Switch "pedestrian" to "passerby" throughout the lines below and write them all out again, keeping everything else the same.
Begin Exercise input
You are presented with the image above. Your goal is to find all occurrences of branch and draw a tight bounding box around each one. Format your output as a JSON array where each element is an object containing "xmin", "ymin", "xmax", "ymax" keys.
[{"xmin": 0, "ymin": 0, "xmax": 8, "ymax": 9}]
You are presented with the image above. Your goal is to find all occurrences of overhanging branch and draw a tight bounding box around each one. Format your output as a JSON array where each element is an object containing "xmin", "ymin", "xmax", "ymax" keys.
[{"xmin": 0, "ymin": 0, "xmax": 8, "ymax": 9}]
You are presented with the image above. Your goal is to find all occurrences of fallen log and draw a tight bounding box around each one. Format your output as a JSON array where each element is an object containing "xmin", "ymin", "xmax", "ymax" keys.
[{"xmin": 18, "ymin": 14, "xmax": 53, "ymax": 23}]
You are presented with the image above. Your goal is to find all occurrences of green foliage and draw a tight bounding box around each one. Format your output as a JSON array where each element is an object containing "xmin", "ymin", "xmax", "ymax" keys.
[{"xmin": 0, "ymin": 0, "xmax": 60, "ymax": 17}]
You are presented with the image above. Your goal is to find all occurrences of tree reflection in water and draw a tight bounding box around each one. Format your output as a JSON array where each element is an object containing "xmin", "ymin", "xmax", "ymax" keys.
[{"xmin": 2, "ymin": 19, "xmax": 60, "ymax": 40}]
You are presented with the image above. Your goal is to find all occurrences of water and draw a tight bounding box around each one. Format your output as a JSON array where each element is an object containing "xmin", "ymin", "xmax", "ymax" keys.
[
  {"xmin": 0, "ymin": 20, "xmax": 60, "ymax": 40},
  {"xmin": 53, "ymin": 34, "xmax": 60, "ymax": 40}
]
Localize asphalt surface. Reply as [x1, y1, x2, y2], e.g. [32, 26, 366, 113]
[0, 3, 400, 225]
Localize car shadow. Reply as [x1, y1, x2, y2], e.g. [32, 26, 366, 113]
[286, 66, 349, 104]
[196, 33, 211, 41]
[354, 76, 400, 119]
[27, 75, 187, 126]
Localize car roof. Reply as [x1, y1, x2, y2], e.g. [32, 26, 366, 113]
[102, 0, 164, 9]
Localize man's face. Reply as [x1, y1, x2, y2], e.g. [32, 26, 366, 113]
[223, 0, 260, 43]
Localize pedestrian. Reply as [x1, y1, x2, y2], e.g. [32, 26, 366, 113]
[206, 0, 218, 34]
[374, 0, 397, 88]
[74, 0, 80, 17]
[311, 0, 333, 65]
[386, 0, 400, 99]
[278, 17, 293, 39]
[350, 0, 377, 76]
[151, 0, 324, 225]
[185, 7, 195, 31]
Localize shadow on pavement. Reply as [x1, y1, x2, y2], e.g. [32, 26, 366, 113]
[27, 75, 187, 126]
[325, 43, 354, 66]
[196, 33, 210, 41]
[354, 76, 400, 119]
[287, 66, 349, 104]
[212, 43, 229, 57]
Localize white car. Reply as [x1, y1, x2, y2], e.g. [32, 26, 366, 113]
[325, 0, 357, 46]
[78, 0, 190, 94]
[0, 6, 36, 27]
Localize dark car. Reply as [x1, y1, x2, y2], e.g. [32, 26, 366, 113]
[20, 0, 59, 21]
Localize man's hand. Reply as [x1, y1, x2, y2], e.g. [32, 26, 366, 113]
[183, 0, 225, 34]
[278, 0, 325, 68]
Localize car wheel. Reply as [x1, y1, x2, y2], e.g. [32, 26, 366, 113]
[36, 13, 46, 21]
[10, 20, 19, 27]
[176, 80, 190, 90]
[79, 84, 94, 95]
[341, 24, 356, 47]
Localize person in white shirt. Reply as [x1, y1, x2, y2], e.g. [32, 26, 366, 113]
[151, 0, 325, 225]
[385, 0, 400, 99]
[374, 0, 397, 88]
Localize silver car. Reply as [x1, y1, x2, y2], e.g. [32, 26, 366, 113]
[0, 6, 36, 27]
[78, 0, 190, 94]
End Exercise input
▶ [Solved exercise]:
You are presented with the image above. Your goal is to find all occurrences of branch and draw a tight bounding box around each one. Format your output as a JSON array where each element is an object containing "xmin", "ymin", "xmax", "ymax" keys.
[{"xmin": 0, "ymin": 0, "xmax": 8, "ymax": 9}]
You are presented with the image above. Your goal is to find all occurrences of overhanging branch and draw a tight bounding box around each one. Format your output as a JSON array where each element is an object containing "xmin", "ymin", "xmax", "ymax" keys.
[{"xmin": 0, "ymin": 0, "xmax": 8, "ymax": 9}]
You are presented with the image above. Your goal is to find all occurrences of fallen log and draw a tight bounding box around each one. Format your output as a JSON array where each element is an object containing "xmin", "ymin", "xmax", "ymax" keys.
[{"xmin": 18, "ymin": 14, "xmax": 53, "ymax": 23}]
You are presented with the image above. Your goal is to find all occurrences of green foliage and draw a tight bounding box around each one. Format your output as a JSON array where each element is an object containing "xmin", "ymin", "xmax", "ymax" keys.
[{"xmin": 0, "ymin": 0, "xmax": 60, "ymax": 17}]
You are presented with the image above. Your goal is to find all occurrences of tree reflection in water and draw a tight bounding box around each one. Format your output as a JSON array where each element is an object containing "xmin", "ymin", "xmax", "ymax" keys.
[{"xmin": 2, "ymin": 19, "xmax": 60, "ymax": 40}]
You are presented with the image above. Your goal is to find all occurrences of water and draw a tight bounding box around each one. Format your output as a JSON array where each element is an object containing "xmin", "ymin", "xmax", "ymax" keys.
[
  {"xmin": 0, "ymin": 20, "xmax": 60, "ymax": 40},
  {"xmin": 53, "ymin": 34, "xmax": 60, "ymax": 40}
]
Localize asphalt surface. Reply as [x1, y1, x2, y2], e.g. [32, 26, 366, 113]
[0, 3, 400, 225]
Localize car shadow. Reply as [x1, y1, x2, y2], e.g. [32, 26, 366, 113]
[286, 66, 349, 104]
[196, 33, 211, 41]
[354, 76, 400, 119]
[27, 75, 187, 126]
Localize car roof. Reply as [x1, y1, x2, y2], e.g. [32, 26, 366, 113]
[102, 0, 164, 9]
Localize man's face. Reply as [x1, y1, x2, y2], e.g. [32, 26, 366, 113]
[223, 0, 260, 43]
Localize passerby. Reply as [x1, y1, x2, y2], e.g. [32, 26, 366, 113]
[206, 0, 218, 34]
[374, 0, 397, 88]
[74, 0, 80, 17]
[311, 0, 333, 65]
[386, 0, 400, 99]
[278, 17, 293, 39]
[350, 0, 377, 76]
[151, 0, 324, 225]
[185, 7, 195, 31]
Localize shadow on pavement. Reply as [x1, y1, x2, y2], e.g. [32, 26, 366, 113]
[27, 75, 187, 126]
[325, 43, 354, 66]
[196, 33, 210, 41]
[354, 76, 400, 119]
[287, 66, 349, 104]
[212, 43, 229, 57]
Localize white car. Reply as [x1, y1, x2, y2], e.g. [32, 26, 366, 113]
[325, 0, 357, 46]
[78, 0, 190, 94]
[0, 6, 36, 27]
Localize dark car. Reply as [x1, y1, x2, y2], e.g. [32, 26, 366, 113]
[20, 0, 59, 21]
Localize man's hand. Reply as [x1, y1, x2, y2], e.g. [32, 26, 366, 113]
[183, 0, 225, 34]
[278, 0, 325, 68]
Localize car wheel. Reply as [x1, y1, x2, y2], e.g. [32, 26, 366, 113]
[36, 13, 46, 21]
[10, 20, 19, 27]
[176, 80, 190, 90]
[79, 84, 94, 95]
[341, 24, 356, 47]
Localize person in white shirt. Reply as [x1, y1, x2, y2], e.g. [32, 26, 366, 113]
[151, 0, 325, 225]
[385, 0, 400, 99]
[374, 0, 397, 88]
Localize silver car. Reply as [x1, y1, x2, y2], e.g. [32, 26, 366, 113]
[0, 6, 36, 27]
[78, 0, 190, 94]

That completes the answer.